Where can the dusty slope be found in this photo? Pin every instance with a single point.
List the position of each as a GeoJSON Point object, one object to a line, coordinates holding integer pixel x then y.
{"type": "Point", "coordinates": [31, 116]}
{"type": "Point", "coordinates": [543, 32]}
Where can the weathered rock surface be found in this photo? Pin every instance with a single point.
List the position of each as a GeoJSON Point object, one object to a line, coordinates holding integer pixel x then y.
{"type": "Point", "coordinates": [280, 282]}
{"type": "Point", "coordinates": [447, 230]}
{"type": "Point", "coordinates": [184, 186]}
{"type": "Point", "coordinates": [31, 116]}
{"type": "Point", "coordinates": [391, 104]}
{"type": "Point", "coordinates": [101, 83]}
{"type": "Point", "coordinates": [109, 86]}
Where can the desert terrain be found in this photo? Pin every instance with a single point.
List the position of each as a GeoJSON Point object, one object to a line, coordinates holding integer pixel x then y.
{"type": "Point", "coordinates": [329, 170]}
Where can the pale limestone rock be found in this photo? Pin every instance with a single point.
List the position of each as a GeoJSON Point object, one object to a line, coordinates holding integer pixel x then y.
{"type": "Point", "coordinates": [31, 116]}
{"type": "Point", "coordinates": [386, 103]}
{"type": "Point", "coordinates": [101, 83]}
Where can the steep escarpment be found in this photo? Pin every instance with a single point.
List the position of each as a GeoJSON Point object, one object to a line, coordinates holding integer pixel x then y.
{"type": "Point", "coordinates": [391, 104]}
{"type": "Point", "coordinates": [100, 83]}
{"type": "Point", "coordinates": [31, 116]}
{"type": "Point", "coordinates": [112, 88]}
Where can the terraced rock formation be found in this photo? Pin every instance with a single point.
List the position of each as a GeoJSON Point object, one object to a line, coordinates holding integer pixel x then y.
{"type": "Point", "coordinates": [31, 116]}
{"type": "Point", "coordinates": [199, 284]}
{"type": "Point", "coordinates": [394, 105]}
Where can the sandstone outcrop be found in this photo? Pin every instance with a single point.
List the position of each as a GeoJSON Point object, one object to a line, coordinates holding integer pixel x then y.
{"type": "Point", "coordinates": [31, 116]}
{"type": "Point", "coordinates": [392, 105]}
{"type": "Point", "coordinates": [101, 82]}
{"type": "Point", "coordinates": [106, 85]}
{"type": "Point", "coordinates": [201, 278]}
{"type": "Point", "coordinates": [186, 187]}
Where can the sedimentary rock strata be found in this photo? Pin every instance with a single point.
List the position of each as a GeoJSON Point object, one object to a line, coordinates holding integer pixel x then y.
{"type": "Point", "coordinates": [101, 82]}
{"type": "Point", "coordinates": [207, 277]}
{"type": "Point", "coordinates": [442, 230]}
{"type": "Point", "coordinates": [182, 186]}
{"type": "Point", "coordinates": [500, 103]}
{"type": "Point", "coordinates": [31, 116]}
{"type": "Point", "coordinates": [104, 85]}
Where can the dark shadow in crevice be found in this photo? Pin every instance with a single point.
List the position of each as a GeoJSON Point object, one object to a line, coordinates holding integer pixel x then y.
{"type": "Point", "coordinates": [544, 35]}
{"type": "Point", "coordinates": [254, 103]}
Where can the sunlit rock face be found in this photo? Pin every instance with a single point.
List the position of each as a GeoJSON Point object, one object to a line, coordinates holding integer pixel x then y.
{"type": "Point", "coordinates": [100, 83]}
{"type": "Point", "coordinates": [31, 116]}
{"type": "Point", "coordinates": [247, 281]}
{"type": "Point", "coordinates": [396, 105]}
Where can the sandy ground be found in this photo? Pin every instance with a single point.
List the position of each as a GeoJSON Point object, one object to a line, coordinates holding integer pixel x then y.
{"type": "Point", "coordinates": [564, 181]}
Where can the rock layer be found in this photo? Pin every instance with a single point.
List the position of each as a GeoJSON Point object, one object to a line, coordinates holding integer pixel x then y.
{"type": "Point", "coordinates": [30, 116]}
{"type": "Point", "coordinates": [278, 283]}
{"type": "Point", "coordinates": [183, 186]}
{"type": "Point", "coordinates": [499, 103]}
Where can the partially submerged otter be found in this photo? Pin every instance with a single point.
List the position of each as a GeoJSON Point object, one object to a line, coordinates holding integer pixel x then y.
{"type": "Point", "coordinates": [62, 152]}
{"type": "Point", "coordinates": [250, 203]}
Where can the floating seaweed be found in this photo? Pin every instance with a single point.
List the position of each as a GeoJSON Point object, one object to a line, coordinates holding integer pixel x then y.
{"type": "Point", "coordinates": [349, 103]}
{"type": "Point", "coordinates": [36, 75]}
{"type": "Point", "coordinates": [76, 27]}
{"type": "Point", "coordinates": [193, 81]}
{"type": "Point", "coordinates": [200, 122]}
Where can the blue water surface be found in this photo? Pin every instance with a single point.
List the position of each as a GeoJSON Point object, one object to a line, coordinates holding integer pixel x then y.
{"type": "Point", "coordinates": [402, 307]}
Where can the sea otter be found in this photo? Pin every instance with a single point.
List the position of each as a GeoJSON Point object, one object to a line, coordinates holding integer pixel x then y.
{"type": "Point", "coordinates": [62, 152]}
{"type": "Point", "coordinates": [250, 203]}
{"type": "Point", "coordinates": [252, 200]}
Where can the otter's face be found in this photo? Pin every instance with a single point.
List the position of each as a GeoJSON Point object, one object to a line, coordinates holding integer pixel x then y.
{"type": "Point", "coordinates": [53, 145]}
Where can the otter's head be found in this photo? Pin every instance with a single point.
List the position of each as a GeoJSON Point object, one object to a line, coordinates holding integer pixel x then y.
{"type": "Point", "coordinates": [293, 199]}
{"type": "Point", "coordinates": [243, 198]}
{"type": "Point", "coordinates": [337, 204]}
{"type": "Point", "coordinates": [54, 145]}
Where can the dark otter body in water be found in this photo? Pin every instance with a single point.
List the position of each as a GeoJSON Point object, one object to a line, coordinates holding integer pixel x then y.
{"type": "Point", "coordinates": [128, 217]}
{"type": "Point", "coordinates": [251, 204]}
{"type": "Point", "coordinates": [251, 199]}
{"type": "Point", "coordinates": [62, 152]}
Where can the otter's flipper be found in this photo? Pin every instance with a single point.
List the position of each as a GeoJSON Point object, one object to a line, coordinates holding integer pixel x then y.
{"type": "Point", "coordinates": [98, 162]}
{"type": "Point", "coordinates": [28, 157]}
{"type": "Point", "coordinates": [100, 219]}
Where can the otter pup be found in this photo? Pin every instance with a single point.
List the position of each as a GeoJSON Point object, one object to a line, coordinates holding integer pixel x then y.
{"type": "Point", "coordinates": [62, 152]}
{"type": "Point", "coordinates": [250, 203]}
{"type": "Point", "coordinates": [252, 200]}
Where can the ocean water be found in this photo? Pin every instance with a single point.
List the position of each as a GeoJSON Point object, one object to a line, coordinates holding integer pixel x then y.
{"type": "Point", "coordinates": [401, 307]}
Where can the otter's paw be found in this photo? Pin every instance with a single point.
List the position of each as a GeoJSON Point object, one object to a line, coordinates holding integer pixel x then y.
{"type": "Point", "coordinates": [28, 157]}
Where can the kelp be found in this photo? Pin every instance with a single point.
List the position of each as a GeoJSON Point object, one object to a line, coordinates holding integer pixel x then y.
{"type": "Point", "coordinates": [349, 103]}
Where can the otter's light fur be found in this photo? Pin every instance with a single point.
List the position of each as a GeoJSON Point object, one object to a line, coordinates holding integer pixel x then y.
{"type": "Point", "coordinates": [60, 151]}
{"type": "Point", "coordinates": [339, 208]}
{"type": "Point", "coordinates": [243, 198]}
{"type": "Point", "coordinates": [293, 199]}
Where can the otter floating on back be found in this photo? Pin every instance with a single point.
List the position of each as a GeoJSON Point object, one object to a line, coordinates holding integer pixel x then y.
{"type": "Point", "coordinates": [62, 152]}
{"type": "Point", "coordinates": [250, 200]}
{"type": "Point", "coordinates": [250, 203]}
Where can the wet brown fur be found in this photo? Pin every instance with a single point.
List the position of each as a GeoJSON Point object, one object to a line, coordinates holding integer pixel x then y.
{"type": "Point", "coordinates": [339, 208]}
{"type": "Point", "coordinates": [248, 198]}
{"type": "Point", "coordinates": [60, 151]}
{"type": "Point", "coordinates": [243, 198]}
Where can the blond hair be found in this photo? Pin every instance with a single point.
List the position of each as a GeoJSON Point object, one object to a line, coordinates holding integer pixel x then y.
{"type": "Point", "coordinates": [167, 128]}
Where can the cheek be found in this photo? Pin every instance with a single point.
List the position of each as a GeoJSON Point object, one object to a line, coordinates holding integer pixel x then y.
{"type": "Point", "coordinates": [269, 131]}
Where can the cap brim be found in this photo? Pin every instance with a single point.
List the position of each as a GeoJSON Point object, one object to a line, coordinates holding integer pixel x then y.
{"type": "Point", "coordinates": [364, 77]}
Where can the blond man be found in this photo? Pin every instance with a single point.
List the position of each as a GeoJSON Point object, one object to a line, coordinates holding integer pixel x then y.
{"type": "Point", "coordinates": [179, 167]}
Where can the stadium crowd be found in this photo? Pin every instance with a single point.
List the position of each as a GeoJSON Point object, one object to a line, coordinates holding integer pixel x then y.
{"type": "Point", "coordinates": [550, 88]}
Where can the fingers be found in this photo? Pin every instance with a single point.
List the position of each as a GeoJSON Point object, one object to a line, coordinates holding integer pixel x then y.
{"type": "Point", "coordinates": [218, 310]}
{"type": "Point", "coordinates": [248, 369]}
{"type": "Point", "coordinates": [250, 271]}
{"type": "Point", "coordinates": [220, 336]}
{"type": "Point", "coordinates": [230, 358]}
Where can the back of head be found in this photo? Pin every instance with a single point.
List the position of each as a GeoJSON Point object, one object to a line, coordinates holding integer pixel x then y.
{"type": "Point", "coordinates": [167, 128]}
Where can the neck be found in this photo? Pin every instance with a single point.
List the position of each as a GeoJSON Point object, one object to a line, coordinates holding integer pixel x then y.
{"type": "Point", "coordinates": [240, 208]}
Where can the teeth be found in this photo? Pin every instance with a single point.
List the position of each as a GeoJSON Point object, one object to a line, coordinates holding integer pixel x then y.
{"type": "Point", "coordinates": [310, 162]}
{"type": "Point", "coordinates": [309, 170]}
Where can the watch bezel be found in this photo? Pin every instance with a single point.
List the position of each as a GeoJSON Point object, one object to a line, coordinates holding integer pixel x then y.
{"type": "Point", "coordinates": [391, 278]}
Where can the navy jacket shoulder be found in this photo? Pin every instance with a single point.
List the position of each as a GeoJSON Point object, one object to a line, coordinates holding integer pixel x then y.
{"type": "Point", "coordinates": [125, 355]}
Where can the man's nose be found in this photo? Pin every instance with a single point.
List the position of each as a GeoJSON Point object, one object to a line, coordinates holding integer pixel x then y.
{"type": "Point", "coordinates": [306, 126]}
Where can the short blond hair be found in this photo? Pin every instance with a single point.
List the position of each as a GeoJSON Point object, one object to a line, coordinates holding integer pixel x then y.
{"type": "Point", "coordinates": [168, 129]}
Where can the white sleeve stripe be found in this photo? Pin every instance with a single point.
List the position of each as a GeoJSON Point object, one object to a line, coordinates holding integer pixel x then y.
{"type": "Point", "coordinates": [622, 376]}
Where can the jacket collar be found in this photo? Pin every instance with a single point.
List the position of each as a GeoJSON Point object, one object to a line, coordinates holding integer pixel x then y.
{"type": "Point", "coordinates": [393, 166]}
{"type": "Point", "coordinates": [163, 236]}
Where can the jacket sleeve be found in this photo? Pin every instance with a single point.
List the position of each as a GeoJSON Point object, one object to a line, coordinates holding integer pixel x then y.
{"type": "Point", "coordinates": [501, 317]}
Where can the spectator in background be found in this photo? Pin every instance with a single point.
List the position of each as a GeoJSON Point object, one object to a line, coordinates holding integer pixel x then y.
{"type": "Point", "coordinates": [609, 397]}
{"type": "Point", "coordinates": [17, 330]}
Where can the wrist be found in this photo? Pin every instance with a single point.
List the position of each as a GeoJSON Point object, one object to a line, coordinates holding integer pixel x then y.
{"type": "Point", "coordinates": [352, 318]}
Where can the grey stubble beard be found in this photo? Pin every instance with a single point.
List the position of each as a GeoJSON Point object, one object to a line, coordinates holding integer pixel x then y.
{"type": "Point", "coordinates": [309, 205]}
::::::::::
- **Do this**
Only the lines from the one that contains "Where can the wrist" to the end of the data should be output, exactly as they appear.

- **Result for this task**
Where can the wrist be found in this photo? Pin every instance with a single point.
List the position of each as a GeoJSON Point object, one object to a line, coordinates holding integer pixel x then y.
{"type": "Point", "coordinates": [352, 318]}
Where can the grey stubble beard be found in this photo? Pin every instance with a single point.
List the position of each as a GeoJSON Point object, one object to a line, coordinates holding integer pixel x then y.
{"type": "Point", "coordinates": [309, 205]}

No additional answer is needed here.